━━━━━ DOCUMENT EXTRACT

Another fun calculation is that due to special relativity, a hard drive that is spinning gains a certain amount of mass due to the rotational kinetic energy and E=mc^2.

Assuming the platter is 100g, 42mm, spinning at 7200RPM, there is about 25J of rotational kinetic energy, whose mass equivalent is 2.8x10^-13g (0.28 femtograms).

Assuming 200 electrons per NAND floating gate with 3bits/cell TLC on a 2TB SSD, there would be 5.3x10^14 electrons, weighing about 0.5 femtograms.

SanjayMehtayesterday at 11:58 PM

Data does have real weight. In one of my early assignments my firmware was too large to fit on one EPROM. Naively I thought the hardware team could just add another EPROM to the board. Turns out while they had left place for another device, it would have exceeded the payload budget by a few grams. Had to go back and reduce the code by a few hundred bytes.

━━━━━━━━━━
━━━━━ DATA RECORDS

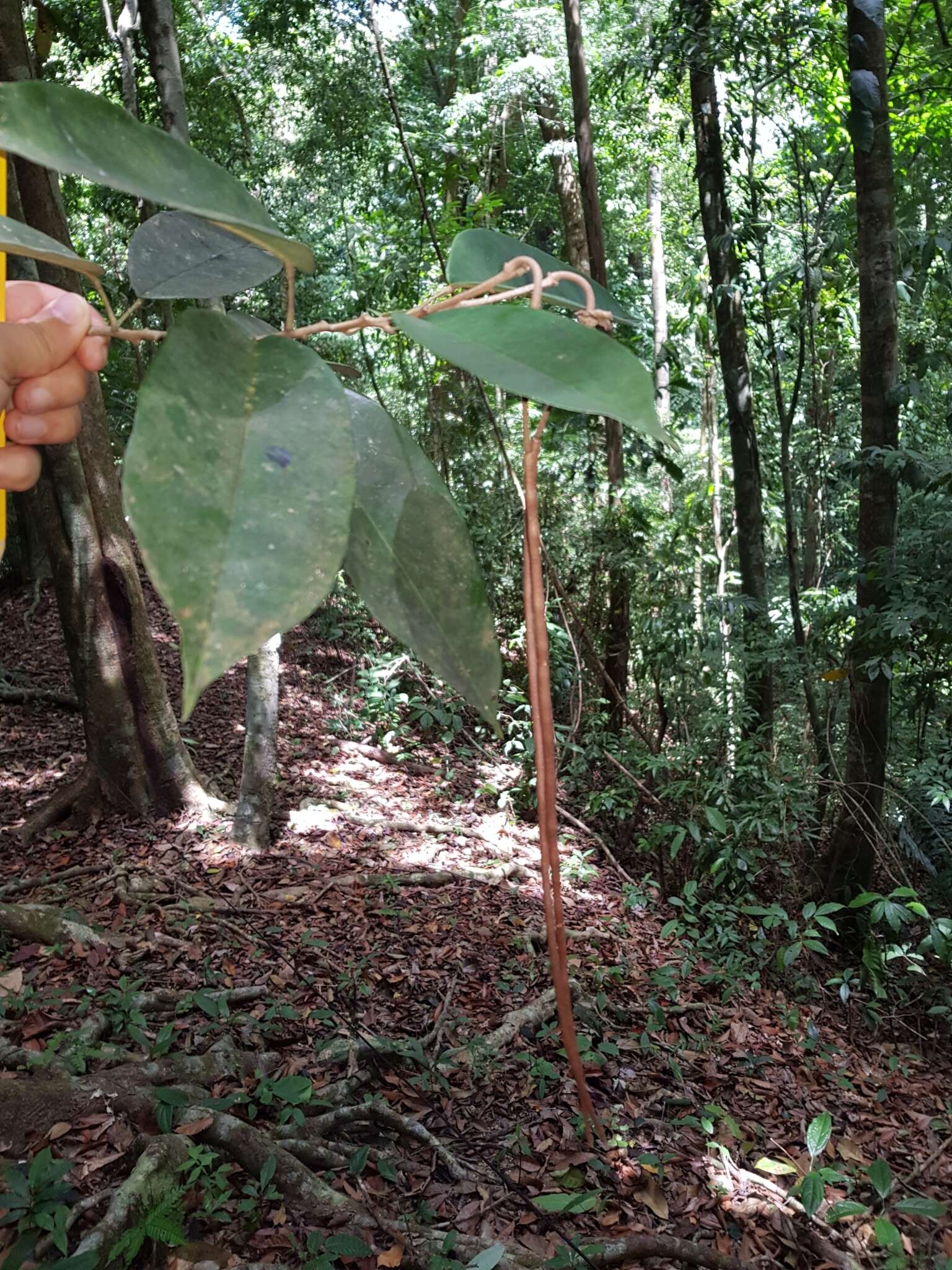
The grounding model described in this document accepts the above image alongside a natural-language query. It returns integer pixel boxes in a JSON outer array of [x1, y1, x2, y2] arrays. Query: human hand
[[0, 282, 109, 491]]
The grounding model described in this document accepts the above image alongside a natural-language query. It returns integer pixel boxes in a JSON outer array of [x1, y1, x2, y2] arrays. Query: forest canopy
[[0, 0, 952, 1270]]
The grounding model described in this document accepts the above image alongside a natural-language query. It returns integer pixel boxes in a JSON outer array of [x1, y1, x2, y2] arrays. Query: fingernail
[[15, 414, 47, 441], [17, 388, 55, 414], [44, 291, 86, 326]]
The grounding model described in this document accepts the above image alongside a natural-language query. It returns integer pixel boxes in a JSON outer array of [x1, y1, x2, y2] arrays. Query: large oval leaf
[[344, 391, 501, 724], [0, 80, 314, 273], [447, 230, 636, 326], [123, 309, 354, 717], [128, 212, 281, 300], [392, 301, 671, 445], [0, 216, 103, 278]]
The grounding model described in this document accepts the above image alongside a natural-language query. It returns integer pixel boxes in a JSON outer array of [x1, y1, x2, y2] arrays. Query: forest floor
[[0, 581, 952, 1270]]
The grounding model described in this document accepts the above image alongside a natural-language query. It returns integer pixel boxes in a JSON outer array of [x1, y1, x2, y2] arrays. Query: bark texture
[[562, 0, 630, 732], [232, 635, 281, 851], [0, 5, 207, 814], [690, 0, 773, 740], [647, 100, 671, 428], [825, 0, 899, 895], [139, 0, 189, 144]]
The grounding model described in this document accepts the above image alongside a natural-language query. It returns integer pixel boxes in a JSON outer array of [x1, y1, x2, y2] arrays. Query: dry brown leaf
[[837, 1138, 866, 1165], [632, 1177, 668, 1222], [0, 967, 23, 997], [175, 1115, 214, 1138]]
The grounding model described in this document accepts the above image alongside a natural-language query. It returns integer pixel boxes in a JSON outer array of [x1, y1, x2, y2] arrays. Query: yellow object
[[0, 150, 6, 560]]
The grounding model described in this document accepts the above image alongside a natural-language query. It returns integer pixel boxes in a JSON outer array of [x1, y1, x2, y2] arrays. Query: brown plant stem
[[522, 399, 604, 1143]]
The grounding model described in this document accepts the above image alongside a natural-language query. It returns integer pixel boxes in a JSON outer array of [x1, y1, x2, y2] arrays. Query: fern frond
[[105, 1225, 146, 1266]]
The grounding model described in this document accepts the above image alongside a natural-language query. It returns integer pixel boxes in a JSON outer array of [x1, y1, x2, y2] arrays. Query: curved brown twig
[[522, 400, 604, 1142]]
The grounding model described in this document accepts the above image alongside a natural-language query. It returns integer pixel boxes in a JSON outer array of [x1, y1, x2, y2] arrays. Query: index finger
[[6, 282, 109, 371]]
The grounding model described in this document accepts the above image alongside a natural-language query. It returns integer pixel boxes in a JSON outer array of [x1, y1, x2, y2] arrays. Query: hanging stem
[[522, 399, 604, 1143]]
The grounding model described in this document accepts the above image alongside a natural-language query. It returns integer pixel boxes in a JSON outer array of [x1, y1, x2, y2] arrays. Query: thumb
[[0, 291, 89, 385]]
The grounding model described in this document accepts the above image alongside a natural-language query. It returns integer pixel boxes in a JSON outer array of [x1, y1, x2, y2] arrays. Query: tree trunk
[[536, 99, 591, 273], [0, 4, 208, 828], [139, 0, 189, 144], [690, 0, 773, 742], [825, 0, 899, 897], [142, 0, 281, 851], [647, 99, 671, 428], [700, 326, 738, 775], [231, 635, 281, 851], [562, 0, 631, 732], [647, 97, 671, 514], [103, 0, 139, 120]]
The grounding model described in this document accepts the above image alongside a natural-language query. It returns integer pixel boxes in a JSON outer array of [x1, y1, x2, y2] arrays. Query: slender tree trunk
[[562, 0, 631, 732], [103, 0, 139, 120], [536, 99, 591, 273], [690, 0, 773, 743], [825, 0, 899, 897], [141, 0, 281, 851], [647, 99, 671, 428], [0, 4, 208, 832], [700, 322, 738, 775], [647, 98, 671, 513], [231, 635, 281, 851], [139, 0, 189, 144]]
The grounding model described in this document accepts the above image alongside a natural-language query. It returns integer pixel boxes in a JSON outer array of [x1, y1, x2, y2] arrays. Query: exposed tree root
[[0, 1046, 281, 1150], [264, 861, 527, 904], [19, 763, 102, 842], [0, 865, 103, 895], [274, 1103, 470, 1183], [441, 979, 589, 1067], [333, 738, 439, 776], [556, 806, 635, 887], [0, 687, 80, 710], [185, 1106, 374, 1229], [76, 1133, 188, 1266], [0, 904, 101, 944], [299, 797, 515, 848]]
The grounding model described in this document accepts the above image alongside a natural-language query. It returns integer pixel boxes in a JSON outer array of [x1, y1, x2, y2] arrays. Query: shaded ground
[[0, 579, 952, 1270]]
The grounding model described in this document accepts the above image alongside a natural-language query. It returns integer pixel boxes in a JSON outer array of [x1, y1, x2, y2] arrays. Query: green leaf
[[271, 1076, 312, 1104], [533, 1191, 602, 1213], [466, 1243, 505, 1270], [152, 1087, 192, 1108], [705, 806, 728, 833], [754, 1156, 797, 1177], [873, 1217, 902, 1252], [394, 487, 501, 728], [0, 216, 103, 278], [798, 1172, 824, 1217], [0, 80, 314, 273], [125, 309, 354, 717], [227, 309, 278, 339], [392, 303, 671, 445], [892, 1195, 948, 1218], [853, 0, 884, 27], [344, 391, 501, 724], [824, 1199, 867, 1224], [128, 212, 281, 300], [447, 230, 636, 326], [324, 1235, 373, 1258], [849, 890, 882, 908], [866, 1158, 892, 1199], [806, 1111, 832, 1157]]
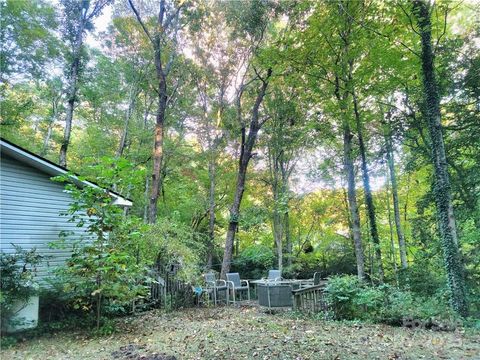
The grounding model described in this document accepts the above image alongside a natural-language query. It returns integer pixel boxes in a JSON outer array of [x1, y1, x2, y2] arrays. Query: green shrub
[[325, 275, 459, 328], [325, 275, 363, 320]]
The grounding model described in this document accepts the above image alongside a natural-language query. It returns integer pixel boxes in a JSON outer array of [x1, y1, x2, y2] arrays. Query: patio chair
[[268, 270, 283, 281], [204, 272, 228, 305], [227, 273, 250, 305]]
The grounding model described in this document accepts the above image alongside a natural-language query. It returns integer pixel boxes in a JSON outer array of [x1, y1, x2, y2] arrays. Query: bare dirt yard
[[0, 307, 480, 360]]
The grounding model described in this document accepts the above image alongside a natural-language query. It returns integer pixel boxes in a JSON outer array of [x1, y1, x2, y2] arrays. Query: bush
[[325, 275, 458, 328]]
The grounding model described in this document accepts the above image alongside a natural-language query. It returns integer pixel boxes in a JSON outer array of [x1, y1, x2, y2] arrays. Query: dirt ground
[[0, 307, 480, 360]]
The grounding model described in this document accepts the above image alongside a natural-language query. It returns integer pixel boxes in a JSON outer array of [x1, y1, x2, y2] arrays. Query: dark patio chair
[[227, 273, 250, 305], [268, 270, 283, 281], [204, 272, 228, 305]]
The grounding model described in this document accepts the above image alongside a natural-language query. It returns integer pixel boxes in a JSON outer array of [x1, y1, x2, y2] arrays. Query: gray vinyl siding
[[0, 154, 86, 280]]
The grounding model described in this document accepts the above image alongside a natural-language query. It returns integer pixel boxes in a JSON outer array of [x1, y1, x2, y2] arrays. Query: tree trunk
[[385, 162, 398, 286], [59, 35, 83, 167], [343, 124, 365, 280], [352, 92, 384, 283], [413, 0, 468, 315], [283, 208, 293, 267], [273, 190, 284, 270], [41, 95, 61, 156], [115, 89, 138, 158], [148, 44, 167, 224], [220, 69, 272, 279], [385, 135, 408, 269], [207, 151, 216, 269]]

━━━━━━━━━━

### STATED PROBLEM 1
Edit the passage on how much data weighs by giving back the part that opens with the words containing "Another fun calculation" and closes with "2.8x10^-13g (0.28 femtograms).", with "platter" replaced by "disk".
### STATED PROBLEM 2
Extend the passage on how much data weighs, picking up right after its final sentence.
This material has no connection to the passage on how much data weighs.

### WRITTEN REPLY 1
Another fun calculation is that due to special relativity, a hard drive that is spinning gains a certain amount of mass due to the rotational kinetic energy and E=mc^2.

Assuming the disk is 100g, 42mm, spinning at 7200RPM, there is about 25J of rotational kinetic energy, whose mass equivalent is 2.8x10^-13g (0.28 femtograms).

### WRITTEN REPLY 2
themafiayesterday at 8:47 PM

More appropriately data has a temperature.

https://en.wikipedia.org/wiki/Thermodynamic_beta

1970-01-01yesterday at 10:56 PM

Now do fiber and tell me the relativistic mass of my router so my ISP can charge me an overweight fee.

jmclnxyesterday at 7:26 PM

interesting, I wonder if one can translate this into the amount of data on the drive ? Maybe it does not matter unless one cleared the drive using dd(1).

Also would trimming cause a different value even though the data size remains the same ? I would think so, assuming I understand trim.